REQUIRED TASK> Rewrite all the records below, requests included, and shift every coordinate in the answer points, both x and y, by adding 112.

GIVEN DATA>
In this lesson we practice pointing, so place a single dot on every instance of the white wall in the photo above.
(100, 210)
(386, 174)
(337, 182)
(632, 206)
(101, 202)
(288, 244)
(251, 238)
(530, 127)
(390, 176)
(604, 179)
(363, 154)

RESPONSE TO THIS TASK>
In this lesson we practice pointing, so place a single dot on every instance of the white wall in the photo above.
(212, 322)
(498, 286)
(449, 294)
(744, 318)
(213, 314)
(400, 356)
(363, 350)
(642, 239)
(502, 288)
(716, 291)
(475, 266)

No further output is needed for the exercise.